> **Required work**: Scan the records below. Copy every line in which the word "track" appears.

> **Data for this exercise**:
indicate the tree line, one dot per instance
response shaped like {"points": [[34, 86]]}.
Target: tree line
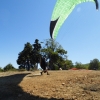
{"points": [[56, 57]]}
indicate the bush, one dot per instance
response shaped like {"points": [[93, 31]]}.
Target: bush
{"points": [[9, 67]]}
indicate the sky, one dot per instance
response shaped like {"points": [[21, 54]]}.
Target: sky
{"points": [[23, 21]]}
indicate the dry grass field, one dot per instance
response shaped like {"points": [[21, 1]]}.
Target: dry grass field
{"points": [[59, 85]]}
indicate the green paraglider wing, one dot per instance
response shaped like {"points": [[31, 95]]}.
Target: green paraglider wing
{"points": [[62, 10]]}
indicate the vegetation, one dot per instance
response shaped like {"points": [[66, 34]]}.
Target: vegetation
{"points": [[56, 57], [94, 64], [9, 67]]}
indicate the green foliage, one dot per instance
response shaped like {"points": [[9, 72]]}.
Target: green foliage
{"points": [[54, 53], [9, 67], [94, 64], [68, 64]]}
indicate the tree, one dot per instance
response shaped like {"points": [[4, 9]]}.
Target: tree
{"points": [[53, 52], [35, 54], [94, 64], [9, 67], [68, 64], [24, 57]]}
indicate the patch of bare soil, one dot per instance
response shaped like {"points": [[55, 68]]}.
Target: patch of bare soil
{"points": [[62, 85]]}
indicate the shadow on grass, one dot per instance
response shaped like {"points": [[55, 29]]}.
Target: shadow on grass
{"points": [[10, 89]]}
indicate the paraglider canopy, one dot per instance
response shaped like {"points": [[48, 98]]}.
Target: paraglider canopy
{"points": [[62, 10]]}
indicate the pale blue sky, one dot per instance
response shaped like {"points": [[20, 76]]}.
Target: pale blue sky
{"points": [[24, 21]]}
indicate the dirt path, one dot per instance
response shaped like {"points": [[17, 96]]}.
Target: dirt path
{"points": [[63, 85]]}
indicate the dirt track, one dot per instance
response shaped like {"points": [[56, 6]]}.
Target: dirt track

--

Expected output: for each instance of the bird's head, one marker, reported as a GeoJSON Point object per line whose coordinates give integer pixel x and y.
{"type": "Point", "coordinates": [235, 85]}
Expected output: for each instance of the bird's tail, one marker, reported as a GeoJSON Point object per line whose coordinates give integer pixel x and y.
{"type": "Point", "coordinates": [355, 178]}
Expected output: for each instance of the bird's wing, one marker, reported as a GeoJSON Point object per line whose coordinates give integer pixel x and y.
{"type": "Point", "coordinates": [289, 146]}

> **Your solution**:
indicate the dirt track, one dot per instance
Target: dirt track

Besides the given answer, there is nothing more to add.